** Opening Source information block **

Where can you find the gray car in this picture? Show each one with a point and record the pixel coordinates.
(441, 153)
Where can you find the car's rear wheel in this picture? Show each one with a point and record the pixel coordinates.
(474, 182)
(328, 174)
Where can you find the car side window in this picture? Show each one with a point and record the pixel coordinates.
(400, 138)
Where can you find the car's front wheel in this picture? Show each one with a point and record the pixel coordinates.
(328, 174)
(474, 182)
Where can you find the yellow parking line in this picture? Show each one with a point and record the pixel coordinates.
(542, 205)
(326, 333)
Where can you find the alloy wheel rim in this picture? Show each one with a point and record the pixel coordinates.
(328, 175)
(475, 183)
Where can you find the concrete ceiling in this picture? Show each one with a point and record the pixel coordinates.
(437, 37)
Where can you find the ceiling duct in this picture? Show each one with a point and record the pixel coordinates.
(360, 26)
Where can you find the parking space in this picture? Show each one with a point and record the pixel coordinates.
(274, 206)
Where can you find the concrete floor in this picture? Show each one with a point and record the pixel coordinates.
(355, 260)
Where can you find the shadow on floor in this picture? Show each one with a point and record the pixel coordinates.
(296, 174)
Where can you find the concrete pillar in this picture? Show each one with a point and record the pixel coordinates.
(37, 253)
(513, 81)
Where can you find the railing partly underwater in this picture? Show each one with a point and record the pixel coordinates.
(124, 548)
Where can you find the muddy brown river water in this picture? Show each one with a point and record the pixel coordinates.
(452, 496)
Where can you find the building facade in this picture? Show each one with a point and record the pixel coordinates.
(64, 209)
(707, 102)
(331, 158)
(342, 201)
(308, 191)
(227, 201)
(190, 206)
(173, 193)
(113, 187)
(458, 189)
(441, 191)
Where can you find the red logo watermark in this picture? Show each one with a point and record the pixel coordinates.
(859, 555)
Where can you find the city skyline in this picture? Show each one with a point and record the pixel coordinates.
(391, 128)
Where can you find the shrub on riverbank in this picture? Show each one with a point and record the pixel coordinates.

** Closing Source information block **

* _Your instructions_
Would you copy out all of the entries exactly?

* _Response area_
Where can you find the gray car in this picture? Show each one with a point and record the pixel coordinates.
(441, 153)
Where can you find the car's rear wheel in this picture? Show each one with a point and record the pixel coordinates.
(474, 182)
(328, 174)
Where can you find the car side window in this picture? Show each one with a point and record the pixel coordinates.
(400, 138)
Where can you find the car's front wheel in this picture? Show each one with a point and record the pixel coordinates.
(328, 174)
(474, 182)
Where can you find the yellow parking line in this picture? Show each one with a point and record the pixel coordinates.
(542, 205)
(326, 333)
Where can you find the alloy wheel rim in this picture? Show each one with a point and record the pixel coordinates.
(328, 175)
(475, 183)
Where can you find the concrete ceiling in this picture? Show each one with a point and record the pixel coordinates.
(437, 37)
Where can you find the ceiling duct in this picture? Show each one with a point and record the pixel coordinates.
(360, 26)
Where can you find the parking space in this picture? Show each one with a point and record the pixel coordinates.
(274, 206)
Where can you find the concrete floor in this picture? Show each one with a point and record the pixel coordinates.
(355, 260)
Where can you find the shadow on floor in this picture? Show each one with a point and record the pixel coordinates.
(296, 174)
Where can you find the concrete pillar in this picture? Show each one with a point and record the pixel coordinates.
(37, 253)
(513, 81)
Where can you find the railing partly underwater in this picture? Show each one with a point and record the pixel coordinates.
(124, 548)
Where can you find the muddy brown river water in this picture? Show each one with a point and record the pixel coordinates.
(452, 496)
Where can you find the building facade in this picture? Show each one with a point and record the pixel coordinates.
(64, 209)
(707, 102)
(331, 158)
(342, 201)
(308, 191)
(227, 201)
(190, 206)
(173, 193)
(113, 187)
(458, 189)
(441, 191)
Where can you find the red logo watermark in this picture? Show each one with a point and record the pixel coordinates.
(859, 555)
Where can you find the city skyline in this picture? Show each one with a point and record the pixel coordinates.
(391, 128)
Where can you find the shrub on riverbank in this picture? Show each one with a point and record the pixel coordinates.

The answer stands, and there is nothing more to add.